= The problem =
Ignoring every picture, return the lines of the listing below word for word, from the line that holds "negative clicks: (132, 134) (133, 122)" through the line that holds "negative clicks: (230, 15)".

(Beginning of Records shown)

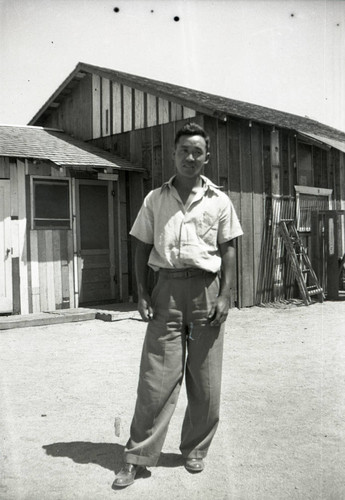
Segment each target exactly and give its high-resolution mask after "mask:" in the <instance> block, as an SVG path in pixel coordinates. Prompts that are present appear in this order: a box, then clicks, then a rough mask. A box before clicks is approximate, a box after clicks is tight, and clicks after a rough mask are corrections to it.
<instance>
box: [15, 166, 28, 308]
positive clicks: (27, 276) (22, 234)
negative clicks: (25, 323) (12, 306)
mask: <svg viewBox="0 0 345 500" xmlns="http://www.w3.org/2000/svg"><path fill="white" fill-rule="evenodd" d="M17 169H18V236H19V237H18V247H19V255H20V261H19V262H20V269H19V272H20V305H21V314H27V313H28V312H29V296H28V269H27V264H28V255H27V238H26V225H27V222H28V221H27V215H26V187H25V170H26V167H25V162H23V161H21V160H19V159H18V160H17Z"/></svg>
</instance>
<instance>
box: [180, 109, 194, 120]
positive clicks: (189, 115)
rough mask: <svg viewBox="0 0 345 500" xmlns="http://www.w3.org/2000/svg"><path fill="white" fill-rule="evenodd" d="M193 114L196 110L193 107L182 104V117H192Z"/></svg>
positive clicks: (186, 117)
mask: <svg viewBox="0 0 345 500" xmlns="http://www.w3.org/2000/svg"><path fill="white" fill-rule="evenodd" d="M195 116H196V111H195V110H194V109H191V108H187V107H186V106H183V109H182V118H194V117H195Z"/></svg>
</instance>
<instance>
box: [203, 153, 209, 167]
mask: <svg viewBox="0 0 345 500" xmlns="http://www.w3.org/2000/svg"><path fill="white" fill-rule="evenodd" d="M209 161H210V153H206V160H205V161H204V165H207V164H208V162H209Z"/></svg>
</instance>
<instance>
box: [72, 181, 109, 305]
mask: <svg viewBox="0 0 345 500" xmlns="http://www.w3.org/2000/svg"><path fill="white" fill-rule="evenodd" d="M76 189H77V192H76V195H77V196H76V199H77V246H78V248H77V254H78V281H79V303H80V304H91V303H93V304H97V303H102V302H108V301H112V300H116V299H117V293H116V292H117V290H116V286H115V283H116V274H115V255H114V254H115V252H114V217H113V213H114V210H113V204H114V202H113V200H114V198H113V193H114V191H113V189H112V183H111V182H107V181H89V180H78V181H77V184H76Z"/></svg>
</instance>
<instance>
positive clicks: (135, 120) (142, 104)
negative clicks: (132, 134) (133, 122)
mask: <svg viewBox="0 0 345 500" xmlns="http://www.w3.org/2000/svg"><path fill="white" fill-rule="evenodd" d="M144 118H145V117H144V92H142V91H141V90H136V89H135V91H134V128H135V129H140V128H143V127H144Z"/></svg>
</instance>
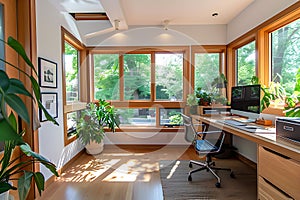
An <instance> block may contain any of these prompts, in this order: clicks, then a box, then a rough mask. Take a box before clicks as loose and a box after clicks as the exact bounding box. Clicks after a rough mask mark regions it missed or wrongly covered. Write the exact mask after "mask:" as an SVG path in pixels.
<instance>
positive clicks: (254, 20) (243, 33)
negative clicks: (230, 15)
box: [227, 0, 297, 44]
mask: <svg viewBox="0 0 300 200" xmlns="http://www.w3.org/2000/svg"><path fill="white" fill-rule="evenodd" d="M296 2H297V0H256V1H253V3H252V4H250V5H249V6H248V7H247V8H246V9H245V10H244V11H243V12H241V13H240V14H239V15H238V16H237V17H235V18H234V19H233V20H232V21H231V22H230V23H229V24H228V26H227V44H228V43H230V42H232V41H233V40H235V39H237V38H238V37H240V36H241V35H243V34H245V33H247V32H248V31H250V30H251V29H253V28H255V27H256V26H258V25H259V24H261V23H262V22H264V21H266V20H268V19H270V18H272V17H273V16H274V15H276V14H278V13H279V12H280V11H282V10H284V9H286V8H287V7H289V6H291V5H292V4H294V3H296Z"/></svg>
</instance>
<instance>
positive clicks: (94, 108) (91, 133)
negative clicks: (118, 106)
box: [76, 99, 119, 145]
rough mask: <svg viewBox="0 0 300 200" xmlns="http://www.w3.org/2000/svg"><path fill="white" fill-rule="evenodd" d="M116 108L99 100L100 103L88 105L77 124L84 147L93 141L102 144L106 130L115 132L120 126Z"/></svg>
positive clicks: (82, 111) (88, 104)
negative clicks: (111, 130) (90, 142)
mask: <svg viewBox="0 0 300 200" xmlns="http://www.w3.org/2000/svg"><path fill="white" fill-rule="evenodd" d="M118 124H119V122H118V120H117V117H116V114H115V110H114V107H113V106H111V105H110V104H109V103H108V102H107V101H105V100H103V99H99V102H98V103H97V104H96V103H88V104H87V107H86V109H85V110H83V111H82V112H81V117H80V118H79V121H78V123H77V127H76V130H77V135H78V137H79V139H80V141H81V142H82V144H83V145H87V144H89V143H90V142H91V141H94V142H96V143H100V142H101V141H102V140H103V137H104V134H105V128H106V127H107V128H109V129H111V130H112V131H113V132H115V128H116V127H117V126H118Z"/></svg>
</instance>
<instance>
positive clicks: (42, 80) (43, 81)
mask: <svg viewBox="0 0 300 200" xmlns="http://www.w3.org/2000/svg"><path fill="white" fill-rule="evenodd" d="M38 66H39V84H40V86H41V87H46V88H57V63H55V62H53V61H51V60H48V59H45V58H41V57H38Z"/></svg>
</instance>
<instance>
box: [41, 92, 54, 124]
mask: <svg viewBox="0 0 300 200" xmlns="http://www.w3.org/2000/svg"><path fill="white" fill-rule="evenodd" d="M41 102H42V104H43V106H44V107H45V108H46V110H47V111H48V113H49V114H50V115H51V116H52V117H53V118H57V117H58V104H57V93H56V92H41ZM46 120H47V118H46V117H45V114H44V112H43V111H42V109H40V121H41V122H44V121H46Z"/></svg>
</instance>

(End of Records shown)

= Answer below =
negative clicks: (132, 134) (133, 122)
mask: <svg viewBox="0 0 345 500" xmlns="http://www.w3.org/2000/svg"><path fill="white" fill-rule="evenodd" d="M144 118H145V117H144V92H142V91H141V90H136V89H135V91H134V128H135V129H140V128H143V127H144Z"/></svg>
</instance>
An <instance> block may contain any of these prompts, in this order: clicks, then a box, then a rough mask. Take a box before clicks as loose and a box after clicks as the exact bounding box. Clicks after a rough mask mark regions it missed or wrongly covered. Write the exact mask after "mask:" as an SVG path in pixels.
<instance>
positive clicks: (254, 20) (243, 33)
negative clicks: (230, 15)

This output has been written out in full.